Excerpt to read:
Saturday, March 9, 2019

Seed Starting

Well, this is the scene I see looking out the window today.  With a forecast of more rain/sleet/snow, I am focusing on seed starting.  Along with ordering seeds, this is the next best step to starting a garden--1. work inside.  2.  get dirt on my hands.  3.  see new green life.  

To begin, I decide which seeds I want to start.  Celery needs an early start prior to transplanting in garden.  I like trying a new vegetable each year and this year is celery.  I hope it turns out better than the okra (2017) and egg plant (2018). 

I prepare the Pro Mix Ultimate Organic Mix which is approved by our organic certification.  I add water and stir with my hands to a moist consistency and fill the cells. 

Upon researching celery seed germination, I soaked the seeds in water for at least 24 hours.  Now I see these tiny seeds in the water and am wondering how am I going to pick these seeds and drop them in the cells.  I found a white plastic spoon, added more water to the seeds, and fished two to three seeds on the spoon and dropped seeds and water into each cell. The hard part was keeping track of which cell I dropped the previous seeds into. I was told I am a woman with patience and I guess I used all that patience to start celery seeds.  Once I had 3 varieties (ParCel Cutting, Redventure, and Tall Utah) in 216 cells, I placed the plastic covered trays on our old fashioned water radiators (in place of heating pads) to germinate. I made sure the cells remained moist.  After 7 days, the celery began sprouting.  Then the trays were placed under florescent T5 6500K lights.The first picture was taken March 2. The second picture taken March 9.

Ben really likes his tomato plants.  So the two of us decide what varieties to get started.  I separate the cherries from the slicers. Each packet gets a letter which is much easier to write on the tags then the entire name. Can you imagine the nightmares I have if I can't find the cheat cheat sheet?

Tomatoes are much easier to seed then celery and I put two seeds in each cell.  I find that tomatoes are easy to transplant into bigger pots and separating the two plants does no harm to either. The tomatoes were seeded on February 22 and began sprouting on February 26. 

                                      Photos respectively March 2 and March 9.

I also started 4x4 cells of leeks (King Richard and Tadorna).  The Tadorna germination not as good as King Richard and one cell was reseeded to King Richard. 

Photos respectively March 2 and March 9.

Peppers were seeded on February 24 and are slowly making their way into the world.  Lettuce and Kale were seeded this past week and will post more on them in the near future.  

Even though the snow and wind are blowing outside, I have springtime in the house and watching the seeds transform before my eyes.  

Tuesday, February 12, 2019

My Garlic Sprouted!

Looking at this chart, I should be the healthiest person around.  What is the old saying --an apple a day, keeps the doctor away? According to this chart, it should be-- eating a clove a day, will keep all germs away.  (Maybe people, too).

At my house, we keep a small bowl of cloves ready to peel.

It is a good idea to eat a clove or two each evening.  More often if you feel a scratchy throat or cough starting.

Records from a dataset:
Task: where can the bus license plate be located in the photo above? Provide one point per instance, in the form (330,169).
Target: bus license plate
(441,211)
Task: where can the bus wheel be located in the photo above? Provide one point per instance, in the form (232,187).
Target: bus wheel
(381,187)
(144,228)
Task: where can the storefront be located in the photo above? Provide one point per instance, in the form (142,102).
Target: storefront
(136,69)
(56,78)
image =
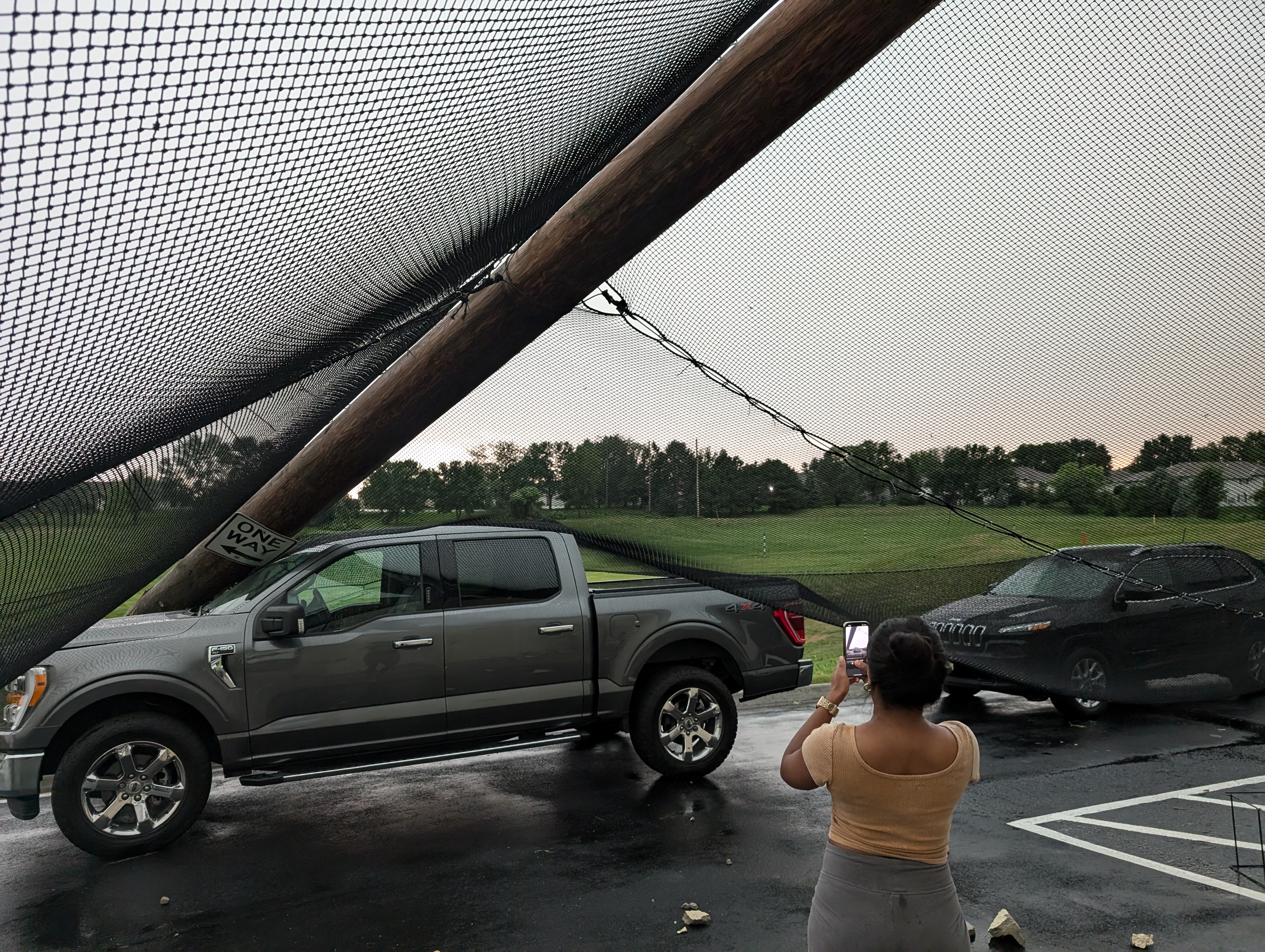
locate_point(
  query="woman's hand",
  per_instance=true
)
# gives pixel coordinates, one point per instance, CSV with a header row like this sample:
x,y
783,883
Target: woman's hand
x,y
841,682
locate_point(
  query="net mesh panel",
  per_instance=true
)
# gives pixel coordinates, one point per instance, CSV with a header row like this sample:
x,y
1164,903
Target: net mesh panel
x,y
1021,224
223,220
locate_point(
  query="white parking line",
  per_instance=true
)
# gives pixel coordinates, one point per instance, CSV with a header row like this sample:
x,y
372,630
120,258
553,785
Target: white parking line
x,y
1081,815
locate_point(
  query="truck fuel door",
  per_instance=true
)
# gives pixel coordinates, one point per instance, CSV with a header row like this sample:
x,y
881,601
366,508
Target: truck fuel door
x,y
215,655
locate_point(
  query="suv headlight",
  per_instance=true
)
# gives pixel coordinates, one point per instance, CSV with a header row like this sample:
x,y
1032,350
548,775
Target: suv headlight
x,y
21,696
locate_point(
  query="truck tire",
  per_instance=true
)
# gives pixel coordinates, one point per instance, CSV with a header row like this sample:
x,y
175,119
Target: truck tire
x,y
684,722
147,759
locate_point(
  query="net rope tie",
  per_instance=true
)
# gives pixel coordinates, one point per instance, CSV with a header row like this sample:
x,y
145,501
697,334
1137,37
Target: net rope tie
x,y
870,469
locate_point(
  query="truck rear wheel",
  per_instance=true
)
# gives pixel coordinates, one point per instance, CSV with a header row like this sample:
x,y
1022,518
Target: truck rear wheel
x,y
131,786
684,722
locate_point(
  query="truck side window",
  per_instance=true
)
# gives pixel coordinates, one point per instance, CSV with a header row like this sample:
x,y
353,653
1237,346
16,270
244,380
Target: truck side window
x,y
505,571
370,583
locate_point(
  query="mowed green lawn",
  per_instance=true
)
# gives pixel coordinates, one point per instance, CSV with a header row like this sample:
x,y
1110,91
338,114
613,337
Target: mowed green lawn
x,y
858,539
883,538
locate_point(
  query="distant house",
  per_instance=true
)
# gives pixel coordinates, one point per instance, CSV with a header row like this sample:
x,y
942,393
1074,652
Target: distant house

What you will do:
- 1) Summarize the gardening blog in two sentences.
- 2) Carry on the gardening blog from its final sentence.

Answers by item number:
- 1) With more rain, sleet and snow in the forecast, the writer focuses on starting seeds indoors: three celery varieties soaked and spooned into 216 cells, plus tomatoes, leeks, peppers, lettuce and kale, with the trays germinated on water radiators and then moved under lights. An earlier post says the household keeps a bowl of garlic cloves ready to peel and recommends eating a clove or two each evening, more often when a scratchy throat or cough is starting.

- 2)
Keeping the garlic cloves on the table will cause it to sprout.  The little green sprout can be bitter but just like any other sprout it contains even more nutrients than the "seed".  I prefer not to eat the raw sprout and cut the clove in half and easily remove the sprout and toss in compost bucket. When cooking, I chop up the entire clove sprout and all.

There are so many ways to benefit from eating raw garlic and many herbal recipes to find on the internet.  

With this winter weather, I wonder when our garlic will be sprouting in the garden.  
Picture taken on November 16, 2018.

Wednesday, February 6, 2019

Where's the sun?

Where is the sun?

Is it only me or has anyone else noticed the lack of sunshine?  There were several events to take note of.  Did you happen to see the eclipse of the moon? I was disappointed it wasn't as red as I had envisioned, but still a spectacular sight. 

Then there was the record breaking cold with the polar vortex of -50 wind chill. I don't ever remember the mail delivery halted state wide.  I do remember when I was wearing the hat of a dairy farmer and it was soooo cold, the drinking cups froze in the barn and the manure spreader had to be hauled off to Schraufnagel to thaw up.  Now those were the days! The farmers that I know are a dedicated group of workers not only to create a livelihood but to care for the animals.  I miss my cows but not on these wintry days. 

God has blessed me in many ways and I have worn many hats.  One of the best ones is Grandma.  So when I feel any seasonal affective disorder set in, I think of a funny story told by the grand kids.  And of course, dreaming of working in the flower garden again this spring.

Photo of moon: NASA Ames Research Center / Brian Day

Thursday, January 31, 2019

How Many Seeds?

When it gets too cold to work outside, I look forward to the seed catalogs coming in the mail.  These seed catalogs open a new world of dreaming about the perfect garden-- no weeds, the best weather, the most produce, and...well back to reality.  Selecting the seeds for 2019 is one of many steps to plan for the gardens.

  • Do an inventory of all seeds from 2018 and estimate amount of each.
  • Type a list of all seeds (Name, amount of seeds, days to maturity, company, comments)
  • Estimate how many seeds will be needed per 100' row.
  • Estimate how many 100' rows of each type of seed will have to be seeded to grow enough produce to meet demand.
  • Make a list of types and amounts of seeds needed.
Now the fun part.
  • Go through each catalog to find the type of seed needed.
  • Be sure seed is certified organic.
  • Write down in column form the price of each from each catalog to compare prices.
  • Determine the best choice and go on line and set up cart to order.
  • Place orders.
  • Wait with anticipation (like a kid at Christmas) for seeds to come in mail.
  • Once seeds arrive add to typed inventory seed list.  
  • File seeds to await spring/summer planting.

Monday, August 3, 2015

Calendula. What is that?

Calendula is an herb but simulating a daisy with vibrant orange and yellow petals with green leaves and stem. It may also be known as pot marigold or garden marigold, a native of Southern Europe, Egypt, Caribbean, and the region between Canary Islands to Iran.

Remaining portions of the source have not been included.